#### [What you need to do]
Restate all data exactly. No images.

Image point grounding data
-*-

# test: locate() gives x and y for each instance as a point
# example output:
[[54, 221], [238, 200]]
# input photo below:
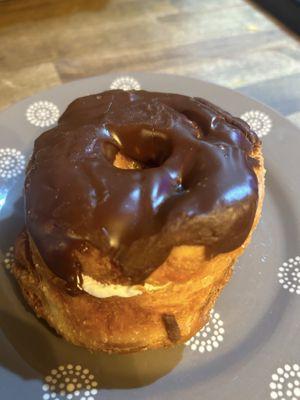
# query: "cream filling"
[[104, 290]]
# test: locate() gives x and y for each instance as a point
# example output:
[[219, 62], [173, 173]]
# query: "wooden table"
[[46, 42]]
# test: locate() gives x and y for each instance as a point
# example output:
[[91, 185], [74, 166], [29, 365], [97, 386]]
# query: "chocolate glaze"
[[197, 185]]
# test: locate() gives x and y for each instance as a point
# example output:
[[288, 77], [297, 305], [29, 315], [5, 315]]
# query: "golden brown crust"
[[136, 323]]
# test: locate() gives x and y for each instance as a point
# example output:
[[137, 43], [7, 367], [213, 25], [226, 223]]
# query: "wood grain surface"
[[44, 43]]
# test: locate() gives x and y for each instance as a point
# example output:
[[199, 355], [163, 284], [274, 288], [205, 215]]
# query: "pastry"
[[137, 206]]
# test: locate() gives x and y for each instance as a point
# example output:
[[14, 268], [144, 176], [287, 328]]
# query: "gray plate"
[[249, 350]]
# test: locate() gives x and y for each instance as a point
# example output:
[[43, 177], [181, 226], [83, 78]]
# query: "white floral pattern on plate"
[[12, 163], [70, 382], [258, 121], [289, 275], [285, 383], [125, 83], [210, 336], [42, 113]]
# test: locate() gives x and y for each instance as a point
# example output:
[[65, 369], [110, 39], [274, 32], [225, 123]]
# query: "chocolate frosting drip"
[[196, 186]]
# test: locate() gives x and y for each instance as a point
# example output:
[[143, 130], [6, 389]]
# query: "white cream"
[[104, 290]]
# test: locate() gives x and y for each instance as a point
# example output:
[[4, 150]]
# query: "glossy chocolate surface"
[[196, 184]]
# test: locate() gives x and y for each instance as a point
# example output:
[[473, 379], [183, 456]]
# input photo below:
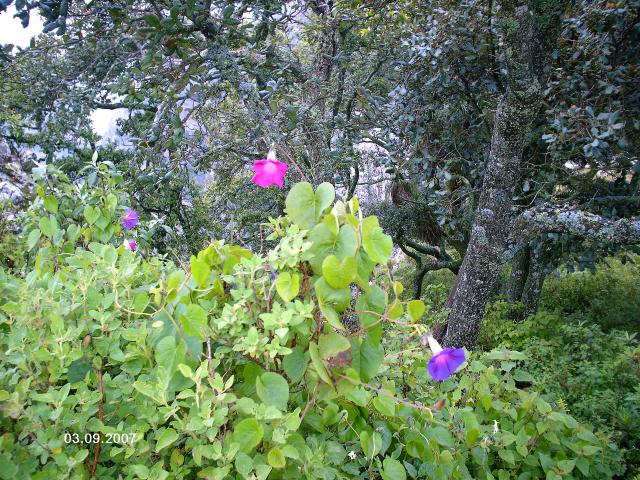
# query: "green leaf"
[[194, 321], [337, 298], [248, 434], [91, 214], [48, 226], [393, 470], [166, 438], [305, 207], [416, 309], [244, 464], [295, 364], [507, 455], [371, 444], [332, 344], [371, 306], [339, 274], [51, 203], [367, 360], [441, 435], [200, 271], [504, 354], [385, 405], [325, 241], [378, 245], [276, 459], [273, 389], [288, 286], [314, 353], [8, 470], [34, 236]]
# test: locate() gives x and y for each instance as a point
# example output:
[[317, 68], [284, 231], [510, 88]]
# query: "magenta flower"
[[130, 219], [130, 244], [269, 171], [444, 362]]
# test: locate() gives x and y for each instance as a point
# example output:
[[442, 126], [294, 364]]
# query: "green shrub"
[[595, 374], [610, 296], [118, 365]]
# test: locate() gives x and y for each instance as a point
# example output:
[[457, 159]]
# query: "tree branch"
[[567, 219]]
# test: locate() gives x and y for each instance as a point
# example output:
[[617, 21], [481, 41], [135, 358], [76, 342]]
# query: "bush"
[[121, 365], [610, 296], [595, 374]]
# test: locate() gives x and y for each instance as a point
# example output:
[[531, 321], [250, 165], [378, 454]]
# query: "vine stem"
[[387, 394], [96, 453]]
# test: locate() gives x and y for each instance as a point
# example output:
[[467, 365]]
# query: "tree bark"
[[530, 298], [490, 233], [519, 274]]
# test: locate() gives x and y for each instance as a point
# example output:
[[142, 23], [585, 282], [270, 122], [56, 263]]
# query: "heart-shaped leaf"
[[339, 274], [305, 207]]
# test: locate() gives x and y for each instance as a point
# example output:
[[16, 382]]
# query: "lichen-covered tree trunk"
[[490, 231], [518, 277], [532, 288]]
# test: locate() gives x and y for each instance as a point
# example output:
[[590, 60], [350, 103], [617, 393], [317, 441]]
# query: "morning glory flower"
[[269, 171], [130, 244], [445, 361], [130, 219]]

-*-

#### [Answer to the exercise]
# test: locate() gives x and y for each instance as a point
# example output:
[[54, 221], [238, 200]]
# input photo below:
# query: "cream filling"
[[104, 290]]
# test: locate() gives x and y for each instance as a point
# example output:
[[219, 62], [173, 173]]
# query: "wooden table"
[[46, 42]]
# test: locate() gives x and y for each instance as a point
# example output:
[[91, 185], [74, 166], [29, 365], [97, 386]]
# query: "chocolate glaze"
[[197, 185]]
# test: locate() gives x and y for each instance as a point
# example output:
[[288, 77], [297, 305], [29, 315], [5, 315]]
# query: "golden brown crust"
[[136, 323]]
# test: locate() gives x and y for each instance as a point
# example output:
[[137, 43], [7, 367], [213, 25], [226, 223]]
# query: "wood grain surface"
[[44, 43]]
# test: locate() gives x and y for each instance as a point
# example output:
[[199, 355], [163, 284], [274, 288], [205, 215]]
# query: "pastry"
[[137, 206]]
# test: locate() gives x and y for each instance as a point
# example output:
[[14, 268], [144, 176], [287, 328]]
# query: "gray plate"
[[249, 350]]
# test: locate() gives x and y for each instance as a point
# example output:
[[43, 177], [181, 226], [83, 78]]
# query: "white floral pattern on plate"
[[12, 163], [70, 382], [258, 121], [289, 275], [285, 383], [125, 83], [210, 336], [42, 113]]
# test: locate() gives x and y for each instance as a point
# example output:
[[65, 369], [110, 39], [274, 32], [225, 123]]
# query: "chocolate frosting drip"
[[196, 186]]
# test: locate() gives x and y for each instance as a point
# example output:
[[143, 130], [6, 389]]
# query: "white cream"
[[104, 290]]
# test: locate() gives x and y for each instance as a point
# example output:
[[4, 150]]
# query: "glossy chocolate surface"
[[196, 184]]
# test: locate() gives x and y for each instance as a point
# example output:
[[473, 379], [183, 456]]
# input photo below:
# query: "green leaf"
[[194, 321], [337, 298], [248, 434], [91, 214], [48, 226], [393, 470], [166, 438], [305, 207], [416, 309], [244, 464], [295, 364], [507, 455], [371, 444], [332, 344], [371, 306], [339, 274], [51, 203], [367, 360], [441, 435], [200, 271], [504, 354], [385, 405], [325, 241], [378, 245], [276, 459], [273, 389], [288, 286], [314, 353], [8, 470], [34, 236]]
# test: locate() gives x and y for each instance as a point
# example output:
[[317, 68], [284, 231], [510, 88]]
# query: "magenta flower"
[[130, 219], [130, 244], [269, 171], [444, 362]]
# test: locate() gives x and y for each instance as a point
# example output:
[[442, 126], [294, 364]]
# query: "green shrub"
[[595, 374], [610, 296], [118, 365]]
# test: locate() gives x and y for each instance as a point
# example output:
[[457, 159]]
# query: "tree branch"
[[567, 219]]
# test: locate() gives x and y for each instance as a point
# example output:
[[617, 21], [481, 41], [135, 358], [76, 342]]
# query: "bush"
[[121, 365], [610, 296], [595, 374]]
# test: locate() gives x and y for each instance as a point
# example output:
[[531, 321], [250, 165], [378, 454]]
# query: "vine stem"
[[387, 394], [96, 453]]
# test: locate() gives x and y for each instance as a point
# example output:
[[467, 365]]
# query: "tree bark"
[[530, 298], [490, 233], [519, 274]]
# test: locate() gives x and y for each instance as a point
# example output:
[[142, 23], [585, 282], [270, 122], [56, 263]]
# query: "heart-shaped leaf"
[[339, 274], [305, 207]]
# test: locate() gives x and y for each instance as a point
# example output:
[[16, 382]]
# query: "lichen-covered tree trunk"
[[490, 231], [518, 277], [532, 288]]
# test: locate() gives x and y for each instance as a point
# example output:
[[590, 60], [350, 103], [617, 393], [317, 441]]
# query: "morning glory flower"
[[269, 171], [130, 244], [445, 361], [130, 219]]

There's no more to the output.